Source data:
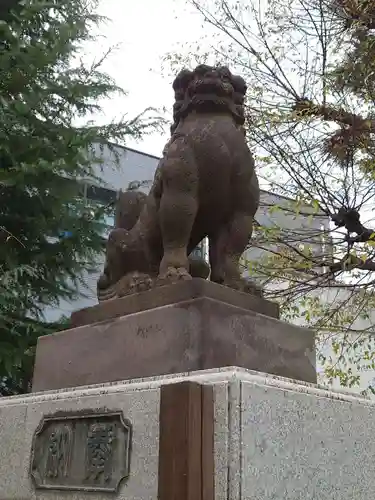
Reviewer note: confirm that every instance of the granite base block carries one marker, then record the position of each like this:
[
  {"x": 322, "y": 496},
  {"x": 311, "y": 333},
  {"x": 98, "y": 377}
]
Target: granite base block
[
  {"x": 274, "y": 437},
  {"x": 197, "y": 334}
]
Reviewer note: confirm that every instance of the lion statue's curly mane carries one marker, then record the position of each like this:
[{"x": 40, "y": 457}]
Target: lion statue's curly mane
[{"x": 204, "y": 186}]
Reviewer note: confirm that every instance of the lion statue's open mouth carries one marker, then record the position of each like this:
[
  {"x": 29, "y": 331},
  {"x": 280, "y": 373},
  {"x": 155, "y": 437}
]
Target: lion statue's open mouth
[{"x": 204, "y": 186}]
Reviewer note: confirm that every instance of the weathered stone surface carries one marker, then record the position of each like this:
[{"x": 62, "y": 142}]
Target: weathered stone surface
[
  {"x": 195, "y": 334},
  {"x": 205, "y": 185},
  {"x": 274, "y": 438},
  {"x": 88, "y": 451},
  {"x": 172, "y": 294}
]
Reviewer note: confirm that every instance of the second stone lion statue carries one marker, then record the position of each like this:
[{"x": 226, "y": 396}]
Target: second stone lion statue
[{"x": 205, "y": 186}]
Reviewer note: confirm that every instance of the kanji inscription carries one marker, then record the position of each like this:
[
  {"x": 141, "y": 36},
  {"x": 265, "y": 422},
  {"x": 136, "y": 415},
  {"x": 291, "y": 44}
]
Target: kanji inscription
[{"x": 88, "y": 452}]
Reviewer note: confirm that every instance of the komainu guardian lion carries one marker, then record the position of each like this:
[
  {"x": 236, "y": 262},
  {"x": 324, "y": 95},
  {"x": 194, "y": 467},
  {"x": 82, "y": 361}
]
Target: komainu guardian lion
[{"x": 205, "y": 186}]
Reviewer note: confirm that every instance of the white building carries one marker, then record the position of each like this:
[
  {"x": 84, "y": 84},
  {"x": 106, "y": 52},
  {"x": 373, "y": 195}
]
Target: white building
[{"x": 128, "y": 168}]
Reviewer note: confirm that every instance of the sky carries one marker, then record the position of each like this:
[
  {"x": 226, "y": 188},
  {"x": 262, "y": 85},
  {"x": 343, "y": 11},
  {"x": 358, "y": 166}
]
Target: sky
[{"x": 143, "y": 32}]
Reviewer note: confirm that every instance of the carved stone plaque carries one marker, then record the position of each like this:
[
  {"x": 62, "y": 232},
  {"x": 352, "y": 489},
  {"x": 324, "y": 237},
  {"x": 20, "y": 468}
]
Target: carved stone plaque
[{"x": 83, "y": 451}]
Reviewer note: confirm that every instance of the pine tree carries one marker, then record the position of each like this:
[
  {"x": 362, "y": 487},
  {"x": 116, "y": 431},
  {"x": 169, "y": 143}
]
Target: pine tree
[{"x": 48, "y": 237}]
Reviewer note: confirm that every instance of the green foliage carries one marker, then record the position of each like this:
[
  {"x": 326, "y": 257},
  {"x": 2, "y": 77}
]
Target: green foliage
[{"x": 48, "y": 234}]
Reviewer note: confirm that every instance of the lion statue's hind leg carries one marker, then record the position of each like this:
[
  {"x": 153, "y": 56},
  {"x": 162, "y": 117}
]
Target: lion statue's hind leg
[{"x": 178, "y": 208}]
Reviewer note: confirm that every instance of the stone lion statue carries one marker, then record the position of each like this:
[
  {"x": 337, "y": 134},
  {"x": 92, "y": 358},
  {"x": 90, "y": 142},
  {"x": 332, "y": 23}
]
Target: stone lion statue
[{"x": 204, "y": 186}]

--

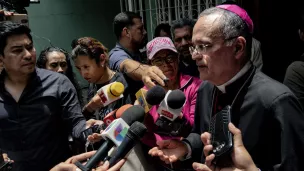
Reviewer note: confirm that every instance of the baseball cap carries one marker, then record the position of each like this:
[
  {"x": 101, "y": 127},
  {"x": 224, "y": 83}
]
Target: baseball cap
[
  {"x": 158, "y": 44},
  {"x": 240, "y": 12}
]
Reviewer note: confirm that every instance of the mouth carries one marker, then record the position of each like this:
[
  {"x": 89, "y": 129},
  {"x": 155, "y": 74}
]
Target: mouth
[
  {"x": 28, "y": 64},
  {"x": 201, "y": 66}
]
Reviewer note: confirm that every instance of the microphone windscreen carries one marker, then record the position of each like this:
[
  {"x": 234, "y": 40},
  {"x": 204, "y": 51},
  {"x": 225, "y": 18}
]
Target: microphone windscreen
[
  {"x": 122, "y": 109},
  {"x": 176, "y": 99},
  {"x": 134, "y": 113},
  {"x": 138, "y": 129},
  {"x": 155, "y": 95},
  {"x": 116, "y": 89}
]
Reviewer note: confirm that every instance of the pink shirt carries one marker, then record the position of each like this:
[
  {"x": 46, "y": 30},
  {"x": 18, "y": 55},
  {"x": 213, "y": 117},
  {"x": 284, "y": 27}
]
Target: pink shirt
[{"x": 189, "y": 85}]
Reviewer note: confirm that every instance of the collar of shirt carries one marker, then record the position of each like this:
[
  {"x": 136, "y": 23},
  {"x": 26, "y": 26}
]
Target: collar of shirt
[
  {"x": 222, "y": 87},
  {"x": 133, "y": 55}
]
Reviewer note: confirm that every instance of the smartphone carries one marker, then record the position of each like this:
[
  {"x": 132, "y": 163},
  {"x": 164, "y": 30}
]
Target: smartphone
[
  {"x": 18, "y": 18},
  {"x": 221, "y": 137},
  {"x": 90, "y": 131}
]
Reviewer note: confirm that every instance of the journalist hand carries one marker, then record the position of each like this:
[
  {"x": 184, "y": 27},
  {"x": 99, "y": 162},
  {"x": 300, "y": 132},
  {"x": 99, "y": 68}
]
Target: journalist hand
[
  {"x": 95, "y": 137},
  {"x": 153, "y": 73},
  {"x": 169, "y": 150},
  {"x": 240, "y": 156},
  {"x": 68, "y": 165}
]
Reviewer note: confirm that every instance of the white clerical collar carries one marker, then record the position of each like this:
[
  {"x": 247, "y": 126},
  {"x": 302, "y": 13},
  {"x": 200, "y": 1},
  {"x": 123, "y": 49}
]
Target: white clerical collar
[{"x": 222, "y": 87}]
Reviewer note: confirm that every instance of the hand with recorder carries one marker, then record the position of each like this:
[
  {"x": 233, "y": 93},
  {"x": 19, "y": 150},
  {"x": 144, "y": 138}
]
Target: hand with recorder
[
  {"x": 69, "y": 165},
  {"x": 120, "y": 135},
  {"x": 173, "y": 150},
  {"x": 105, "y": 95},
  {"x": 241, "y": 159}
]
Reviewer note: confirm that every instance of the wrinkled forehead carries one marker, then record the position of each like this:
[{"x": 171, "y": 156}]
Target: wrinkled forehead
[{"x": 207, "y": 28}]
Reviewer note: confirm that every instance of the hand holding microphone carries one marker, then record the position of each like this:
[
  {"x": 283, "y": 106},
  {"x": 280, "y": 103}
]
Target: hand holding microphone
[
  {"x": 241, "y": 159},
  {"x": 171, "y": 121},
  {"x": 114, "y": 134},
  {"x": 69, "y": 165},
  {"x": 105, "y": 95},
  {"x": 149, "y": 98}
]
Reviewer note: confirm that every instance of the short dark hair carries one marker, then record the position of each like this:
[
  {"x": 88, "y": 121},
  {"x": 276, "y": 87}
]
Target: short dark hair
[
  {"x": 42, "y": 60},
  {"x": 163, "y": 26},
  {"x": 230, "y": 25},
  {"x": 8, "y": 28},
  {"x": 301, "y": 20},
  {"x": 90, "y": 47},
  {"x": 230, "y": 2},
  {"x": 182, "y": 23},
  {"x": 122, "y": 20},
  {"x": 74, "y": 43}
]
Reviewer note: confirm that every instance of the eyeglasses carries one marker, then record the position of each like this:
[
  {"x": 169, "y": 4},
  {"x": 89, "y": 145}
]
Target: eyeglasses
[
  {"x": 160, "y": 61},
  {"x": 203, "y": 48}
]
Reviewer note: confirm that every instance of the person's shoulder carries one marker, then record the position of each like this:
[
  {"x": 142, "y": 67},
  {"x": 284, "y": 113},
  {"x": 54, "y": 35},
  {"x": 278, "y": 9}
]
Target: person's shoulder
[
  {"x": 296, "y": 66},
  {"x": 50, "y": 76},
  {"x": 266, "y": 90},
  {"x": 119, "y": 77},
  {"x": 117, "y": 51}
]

...

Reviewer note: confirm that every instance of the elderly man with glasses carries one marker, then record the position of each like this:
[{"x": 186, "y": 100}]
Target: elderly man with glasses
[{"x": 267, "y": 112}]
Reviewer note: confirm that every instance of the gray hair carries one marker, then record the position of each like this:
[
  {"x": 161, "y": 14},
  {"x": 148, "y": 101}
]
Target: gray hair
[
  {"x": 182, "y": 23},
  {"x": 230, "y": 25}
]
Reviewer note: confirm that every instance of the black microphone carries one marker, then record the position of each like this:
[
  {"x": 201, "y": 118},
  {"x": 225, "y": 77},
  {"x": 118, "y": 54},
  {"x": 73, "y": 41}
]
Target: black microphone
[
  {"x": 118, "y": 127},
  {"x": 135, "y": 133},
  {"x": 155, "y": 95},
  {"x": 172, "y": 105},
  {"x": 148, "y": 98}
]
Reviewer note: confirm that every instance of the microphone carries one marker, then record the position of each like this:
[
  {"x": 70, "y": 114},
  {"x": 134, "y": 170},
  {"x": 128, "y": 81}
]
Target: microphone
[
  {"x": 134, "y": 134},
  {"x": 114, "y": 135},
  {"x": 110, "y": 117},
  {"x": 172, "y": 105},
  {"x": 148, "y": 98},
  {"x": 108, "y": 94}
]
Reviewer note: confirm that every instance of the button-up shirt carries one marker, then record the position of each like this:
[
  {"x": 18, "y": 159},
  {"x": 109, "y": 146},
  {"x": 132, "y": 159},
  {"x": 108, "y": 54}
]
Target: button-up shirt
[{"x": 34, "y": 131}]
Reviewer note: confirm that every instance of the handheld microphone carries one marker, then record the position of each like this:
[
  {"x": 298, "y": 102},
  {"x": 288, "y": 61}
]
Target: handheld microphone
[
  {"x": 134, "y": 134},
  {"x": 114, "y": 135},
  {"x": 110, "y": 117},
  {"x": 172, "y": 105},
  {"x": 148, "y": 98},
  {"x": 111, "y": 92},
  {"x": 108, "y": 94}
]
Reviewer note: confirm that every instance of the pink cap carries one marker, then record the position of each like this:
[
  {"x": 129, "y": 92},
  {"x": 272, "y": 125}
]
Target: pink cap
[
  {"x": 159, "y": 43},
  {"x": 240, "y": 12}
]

▶ **Problem description**:
Collect every line in the items above that contains the word "carved", and copy each one out. Case counts.

▶ **Full response**:
Reviewer note: confirm that every instance of the carved stone plaque carries one marker, then record the position of each like this:
Target: carved stone plaque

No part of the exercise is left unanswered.